■ REQUIRED ACTION
Return the exact lines spanning from the line with "Could you please indicate the white bowl" through the last line of the entries, boundaries included, and no others.

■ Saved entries
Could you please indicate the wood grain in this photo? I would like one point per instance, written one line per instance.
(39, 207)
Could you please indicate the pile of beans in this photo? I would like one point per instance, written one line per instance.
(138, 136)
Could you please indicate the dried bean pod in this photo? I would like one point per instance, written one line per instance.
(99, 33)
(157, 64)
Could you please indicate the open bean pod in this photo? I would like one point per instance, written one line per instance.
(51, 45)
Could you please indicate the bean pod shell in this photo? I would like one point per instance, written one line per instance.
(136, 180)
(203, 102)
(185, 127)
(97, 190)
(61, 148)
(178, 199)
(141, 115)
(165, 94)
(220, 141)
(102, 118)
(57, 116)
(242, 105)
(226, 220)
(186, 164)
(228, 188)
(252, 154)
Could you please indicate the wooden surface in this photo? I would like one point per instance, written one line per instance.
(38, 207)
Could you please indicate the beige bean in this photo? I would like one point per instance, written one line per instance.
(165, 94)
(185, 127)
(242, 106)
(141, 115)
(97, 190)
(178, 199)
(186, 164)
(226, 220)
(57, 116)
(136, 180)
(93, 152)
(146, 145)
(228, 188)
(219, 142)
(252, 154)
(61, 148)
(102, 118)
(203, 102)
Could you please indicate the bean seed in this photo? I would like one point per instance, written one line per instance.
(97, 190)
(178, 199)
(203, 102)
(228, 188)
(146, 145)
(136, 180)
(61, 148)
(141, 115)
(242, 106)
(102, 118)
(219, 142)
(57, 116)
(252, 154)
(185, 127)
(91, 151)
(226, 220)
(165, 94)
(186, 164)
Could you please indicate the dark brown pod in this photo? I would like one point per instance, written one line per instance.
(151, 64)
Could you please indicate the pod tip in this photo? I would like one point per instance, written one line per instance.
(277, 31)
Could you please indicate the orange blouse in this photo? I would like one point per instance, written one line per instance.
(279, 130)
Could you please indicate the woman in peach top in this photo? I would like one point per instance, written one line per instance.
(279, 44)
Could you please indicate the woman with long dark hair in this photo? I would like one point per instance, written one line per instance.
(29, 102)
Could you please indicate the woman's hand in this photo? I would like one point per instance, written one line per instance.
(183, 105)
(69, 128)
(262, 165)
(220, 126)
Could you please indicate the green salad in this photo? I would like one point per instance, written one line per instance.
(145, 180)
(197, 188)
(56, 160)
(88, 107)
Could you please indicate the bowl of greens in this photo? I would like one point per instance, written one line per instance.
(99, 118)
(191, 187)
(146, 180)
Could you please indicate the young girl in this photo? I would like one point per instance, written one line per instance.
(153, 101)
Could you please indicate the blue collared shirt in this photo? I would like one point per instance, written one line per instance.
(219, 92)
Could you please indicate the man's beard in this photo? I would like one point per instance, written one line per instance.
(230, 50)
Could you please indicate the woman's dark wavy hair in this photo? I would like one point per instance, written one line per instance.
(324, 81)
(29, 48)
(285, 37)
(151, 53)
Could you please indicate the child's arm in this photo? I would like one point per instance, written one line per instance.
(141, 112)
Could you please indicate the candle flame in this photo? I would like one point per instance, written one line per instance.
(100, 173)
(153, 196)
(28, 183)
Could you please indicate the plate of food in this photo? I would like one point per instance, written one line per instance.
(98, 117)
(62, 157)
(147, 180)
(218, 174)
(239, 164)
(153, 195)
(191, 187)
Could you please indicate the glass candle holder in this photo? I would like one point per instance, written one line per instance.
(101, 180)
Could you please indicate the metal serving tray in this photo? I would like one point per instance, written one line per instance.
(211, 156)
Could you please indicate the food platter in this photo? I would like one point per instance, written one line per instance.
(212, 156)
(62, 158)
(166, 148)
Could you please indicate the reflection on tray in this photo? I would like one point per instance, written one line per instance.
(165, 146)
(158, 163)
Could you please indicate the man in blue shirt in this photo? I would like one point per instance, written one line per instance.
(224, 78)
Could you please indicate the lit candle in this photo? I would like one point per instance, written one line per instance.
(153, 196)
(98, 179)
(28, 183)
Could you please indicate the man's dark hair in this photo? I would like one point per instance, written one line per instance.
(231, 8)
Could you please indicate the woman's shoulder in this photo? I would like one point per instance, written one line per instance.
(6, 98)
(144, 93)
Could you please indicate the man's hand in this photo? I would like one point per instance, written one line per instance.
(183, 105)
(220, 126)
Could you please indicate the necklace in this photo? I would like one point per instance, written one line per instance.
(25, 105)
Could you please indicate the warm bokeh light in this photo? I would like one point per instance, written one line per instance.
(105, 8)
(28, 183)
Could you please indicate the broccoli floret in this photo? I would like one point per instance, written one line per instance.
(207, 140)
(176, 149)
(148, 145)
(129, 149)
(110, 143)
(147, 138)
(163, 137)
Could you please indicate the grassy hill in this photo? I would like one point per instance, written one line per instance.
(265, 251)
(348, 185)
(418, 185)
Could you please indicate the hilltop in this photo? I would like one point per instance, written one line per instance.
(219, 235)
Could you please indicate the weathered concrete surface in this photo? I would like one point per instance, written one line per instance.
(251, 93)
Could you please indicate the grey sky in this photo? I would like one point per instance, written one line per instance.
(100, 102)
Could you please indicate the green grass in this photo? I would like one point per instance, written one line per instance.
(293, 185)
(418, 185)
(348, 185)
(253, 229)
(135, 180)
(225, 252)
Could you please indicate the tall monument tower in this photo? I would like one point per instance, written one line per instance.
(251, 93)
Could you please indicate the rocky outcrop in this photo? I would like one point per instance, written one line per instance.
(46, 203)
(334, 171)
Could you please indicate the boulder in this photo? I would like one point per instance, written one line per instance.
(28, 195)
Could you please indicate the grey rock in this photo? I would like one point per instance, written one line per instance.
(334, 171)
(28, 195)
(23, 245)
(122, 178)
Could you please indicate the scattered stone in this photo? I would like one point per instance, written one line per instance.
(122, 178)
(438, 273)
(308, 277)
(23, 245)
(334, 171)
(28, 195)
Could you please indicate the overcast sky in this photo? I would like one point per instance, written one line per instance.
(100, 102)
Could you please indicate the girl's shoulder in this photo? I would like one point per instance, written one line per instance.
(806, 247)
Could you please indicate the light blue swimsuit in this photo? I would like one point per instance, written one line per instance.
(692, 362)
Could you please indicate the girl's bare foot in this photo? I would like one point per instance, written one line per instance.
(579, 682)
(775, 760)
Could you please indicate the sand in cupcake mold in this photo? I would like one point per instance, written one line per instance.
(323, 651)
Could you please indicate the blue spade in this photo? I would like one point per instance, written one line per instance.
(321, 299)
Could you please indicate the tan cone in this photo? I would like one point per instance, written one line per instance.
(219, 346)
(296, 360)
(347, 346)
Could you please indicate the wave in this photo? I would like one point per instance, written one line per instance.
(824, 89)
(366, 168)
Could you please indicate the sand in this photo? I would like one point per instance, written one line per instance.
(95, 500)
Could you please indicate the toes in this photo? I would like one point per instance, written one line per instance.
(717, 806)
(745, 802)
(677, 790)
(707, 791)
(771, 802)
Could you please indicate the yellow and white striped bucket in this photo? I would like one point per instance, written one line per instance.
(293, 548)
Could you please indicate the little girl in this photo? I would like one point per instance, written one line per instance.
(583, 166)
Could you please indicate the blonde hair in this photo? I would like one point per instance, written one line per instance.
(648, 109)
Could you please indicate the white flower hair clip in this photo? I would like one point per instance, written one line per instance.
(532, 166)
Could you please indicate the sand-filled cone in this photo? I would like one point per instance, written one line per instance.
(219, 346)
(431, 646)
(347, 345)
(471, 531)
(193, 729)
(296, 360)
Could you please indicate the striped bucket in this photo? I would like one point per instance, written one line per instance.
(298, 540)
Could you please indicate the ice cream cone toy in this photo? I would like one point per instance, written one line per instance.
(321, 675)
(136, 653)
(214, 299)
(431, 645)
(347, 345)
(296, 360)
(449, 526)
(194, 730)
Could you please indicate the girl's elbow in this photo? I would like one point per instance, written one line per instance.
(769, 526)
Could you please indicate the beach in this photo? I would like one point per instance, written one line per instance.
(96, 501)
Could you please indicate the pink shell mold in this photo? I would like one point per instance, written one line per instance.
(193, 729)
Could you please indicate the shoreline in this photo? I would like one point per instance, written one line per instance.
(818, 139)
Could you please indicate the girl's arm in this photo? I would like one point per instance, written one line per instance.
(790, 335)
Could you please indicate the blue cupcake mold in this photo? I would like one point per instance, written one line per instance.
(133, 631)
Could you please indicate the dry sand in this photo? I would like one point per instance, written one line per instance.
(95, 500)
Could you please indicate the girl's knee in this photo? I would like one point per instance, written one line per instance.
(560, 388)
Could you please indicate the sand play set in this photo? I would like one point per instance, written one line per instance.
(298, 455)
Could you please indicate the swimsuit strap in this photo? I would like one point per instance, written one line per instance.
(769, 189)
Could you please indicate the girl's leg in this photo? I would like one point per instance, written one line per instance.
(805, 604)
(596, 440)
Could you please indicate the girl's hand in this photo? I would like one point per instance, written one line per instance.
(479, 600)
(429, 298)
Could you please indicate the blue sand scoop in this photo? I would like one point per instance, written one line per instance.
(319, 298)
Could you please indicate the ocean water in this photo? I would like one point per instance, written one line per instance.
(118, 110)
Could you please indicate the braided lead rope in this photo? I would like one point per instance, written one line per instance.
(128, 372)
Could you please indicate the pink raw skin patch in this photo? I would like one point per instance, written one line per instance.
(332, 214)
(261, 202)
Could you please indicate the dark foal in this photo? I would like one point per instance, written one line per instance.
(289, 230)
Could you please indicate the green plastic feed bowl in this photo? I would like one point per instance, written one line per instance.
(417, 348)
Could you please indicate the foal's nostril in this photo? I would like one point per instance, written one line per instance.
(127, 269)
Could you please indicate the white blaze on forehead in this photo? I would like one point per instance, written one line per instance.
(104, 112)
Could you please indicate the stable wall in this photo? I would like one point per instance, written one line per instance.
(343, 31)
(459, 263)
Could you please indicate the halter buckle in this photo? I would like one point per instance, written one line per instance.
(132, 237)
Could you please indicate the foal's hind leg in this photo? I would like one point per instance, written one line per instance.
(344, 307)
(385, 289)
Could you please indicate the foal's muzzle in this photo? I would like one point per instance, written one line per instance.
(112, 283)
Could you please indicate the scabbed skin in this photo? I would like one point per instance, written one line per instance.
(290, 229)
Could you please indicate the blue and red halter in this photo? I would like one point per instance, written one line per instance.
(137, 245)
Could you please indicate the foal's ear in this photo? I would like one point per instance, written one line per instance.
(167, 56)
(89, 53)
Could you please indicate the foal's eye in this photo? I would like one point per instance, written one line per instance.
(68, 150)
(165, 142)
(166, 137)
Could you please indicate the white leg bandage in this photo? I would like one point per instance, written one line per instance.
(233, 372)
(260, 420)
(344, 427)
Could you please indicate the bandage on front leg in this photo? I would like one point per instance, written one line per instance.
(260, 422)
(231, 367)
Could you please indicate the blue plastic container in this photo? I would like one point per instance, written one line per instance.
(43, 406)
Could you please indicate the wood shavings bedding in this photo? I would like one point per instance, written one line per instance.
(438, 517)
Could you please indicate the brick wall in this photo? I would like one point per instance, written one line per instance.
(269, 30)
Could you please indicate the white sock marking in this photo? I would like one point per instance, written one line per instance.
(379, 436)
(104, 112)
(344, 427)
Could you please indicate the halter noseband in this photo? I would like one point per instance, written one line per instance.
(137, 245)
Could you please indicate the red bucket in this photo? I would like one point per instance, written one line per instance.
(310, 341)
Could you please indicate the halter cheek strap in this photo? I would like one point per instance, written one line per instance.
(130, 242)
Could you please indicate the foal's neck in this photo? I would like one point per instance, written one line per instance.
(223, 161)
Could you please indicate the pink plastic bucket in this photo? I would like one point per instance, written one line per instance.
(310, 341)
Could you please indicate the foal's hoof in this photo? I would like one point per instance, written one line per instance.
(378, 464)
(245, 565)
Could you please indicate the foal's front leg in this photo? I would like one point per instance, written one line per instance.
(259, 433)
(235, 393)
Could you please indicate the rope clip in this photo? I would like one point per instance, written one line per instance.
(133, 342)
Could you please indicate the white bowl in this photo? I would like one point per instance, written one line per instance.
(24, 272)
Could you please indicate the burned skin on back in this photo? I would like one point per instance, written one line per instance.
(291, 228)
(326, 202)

■ WRITTEN SOLUTION
Could you please indicate the white bowl in this photo? I would like one point per instance, written one line per instance.
(24, 272)
Could you please indicate the burned skin on back in this photo? I would like one point per instance, written one line per instance.
(291, 228)
(326, 202)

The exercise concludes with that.